● **EXERCISE REQUIREMENTS**: Revise the records below by replacing "one point on each instance" with "a single point on every instance" wherever it occurs. Leave everything else unchanged.

*** MATERIAL FOR THE TASK ***

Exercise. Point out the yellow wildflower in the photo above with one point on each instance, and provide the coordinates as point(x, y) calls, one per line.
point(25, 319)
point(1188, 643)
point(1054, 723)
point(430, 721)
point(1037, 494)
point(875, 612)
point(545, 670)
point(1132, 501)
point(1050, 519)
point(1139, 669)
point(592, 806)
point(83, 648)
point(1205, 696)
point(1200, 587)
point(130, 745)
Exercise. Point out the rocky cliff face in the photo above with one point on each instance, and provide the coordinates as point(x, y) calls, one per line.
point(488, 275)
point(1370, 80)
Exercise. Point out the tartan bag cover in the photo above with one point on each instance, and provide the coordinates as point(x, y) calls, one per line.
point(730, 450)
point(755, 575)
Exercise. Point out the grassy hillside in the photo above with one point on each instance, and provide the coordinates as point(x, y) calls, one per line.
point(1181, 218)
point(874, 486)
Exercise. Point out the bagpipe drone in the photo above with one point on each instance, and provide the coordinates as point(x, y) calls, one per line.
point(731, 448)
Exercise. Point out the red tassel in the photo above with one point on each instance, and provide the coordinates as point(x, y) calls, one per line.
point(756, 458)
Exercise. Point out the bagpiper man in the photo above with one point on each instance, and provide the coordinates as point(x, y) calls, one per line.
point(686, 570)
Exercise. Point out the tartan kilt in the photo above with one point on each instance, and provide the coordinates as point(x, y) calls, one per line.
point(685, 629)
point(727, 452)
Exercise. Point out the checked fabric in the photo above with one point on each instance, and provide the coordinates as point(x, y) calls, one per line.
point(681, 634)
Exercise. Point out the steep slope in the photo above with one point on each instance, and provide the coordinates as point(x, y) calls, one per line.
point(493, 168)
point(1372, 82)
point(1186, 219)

***

● **ANSWER TO THE PROBLEM**:
Exercise. Point out the yellow wildflower in the photo above with a single point on every instance, and provide the coordinates as point(x, y) calls, one per line.
point(25, 319)
point(1188, 643)
point(1054, 723)
point(430, 721)
point(1037, 494)
point(875, 612)
point(545, 670)
point(1132, 501)
point(1050, 519)
point(1139, 669)
point(592, 806)
point(83, 648)
point(1205, 696)
point(1200, 587)
point(130, 745)
Exercise. Point out the rocky cliff face in the photo above with a single point on every instance, and provide the coordinates as point(x, y) calls, one per line.
point(488, 275)
point(1370, 80)
Exercise. Point out the tartan bag cover in the photo above with a single point on every instance, and provide the coordinates as point(x, y) calls, one per line.
point(730, 450)
point(755, 575)
Exercise. Point out the grassy hillside in the photo above with a single point on every instance, and provide the coordinates as point(x, y) calls, one per line.
point(1181, 218)
point(874, 486)
Exercise. Point out the bagpipe drone in the photo above with a single point on every instance, and provide the coordinates as point(x, y) calls, one per line.
point(731, 448)
Exercise. Point out the red tassel in the photo above with a single point on every instance, and provide the coordinates as point(x, y) calls, one per line.
point(756, 458)
Exercise. Point out the bagpiper man in the photo above with a single point on every instance, and provide the coordinates as point(x, y) calls, one per line.
point(686, 570)
Exercise. Point out the tartan kilt in the photo above with a single point on every instance, and provide the coordinates as point(x, y) calls, one per line.
point(685, 629)
point(727, 452)
Exercise. Point out the checked fabric in the photo above with a single point on every instance, and provide the coordinates as point(x, y) calls, one per line.
point(681, 634)
Exercise. Point out the steep slope in the photo above with a single point on every instance, and provide the coordinates as point(x, y) calls, one per line.
point(493, 168)
point(1372, 82)
point(1186, 219)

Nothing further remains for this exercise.